Excerpt to read:
Isolated by Sarah Encabo via FreeImages.com
Isolation is dangerous, and it seems to take many forms. A lack of support from your family, a lack of people around you who understand you and share your interests, even a lack of representation of people like you in the media. It is easy to truly start believing that you do not belong anywhere when you’re isolated, even doubting that you should be alive, and that’s where the danger lies.
Black Women In Rock was a project that sprang up from my own experiences with isolation. When I first got into rock music, a lot of people had opinions about it, and those opinions tended to be negative. I was told that I was not really Black because I liked the music and that it, along with how I talked and even some of the ideas I had about religion and the world, was all about me trying to “act White”.
I also have bipolar disorder, which emerged around the same time I started listening to rock music, and was often made to feel that my disorder was the direct result of (and fed by) my liking the music. This was a few years after Columbine, where people still believed the now disproven lie that the shooters were fans of Marilyn Manson. To a lot of ignorant people, all rock music is Satanic and leads to people being crazy and violent, and this is unfortunately also what my family believed.

Information provided:
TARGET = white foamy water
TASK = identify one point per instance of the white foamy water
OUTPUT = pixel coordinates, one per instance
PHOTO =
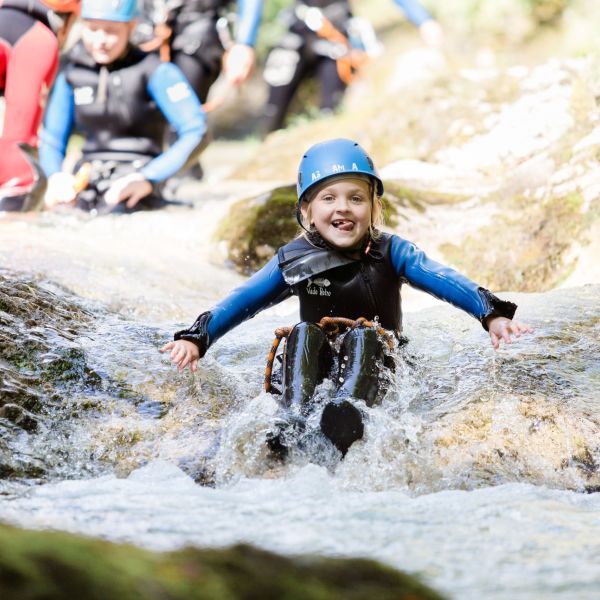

What the task asks: In the essay on isolation, which project grew out of the writer's own experiences with isolation?

Written response: Black Women In Rock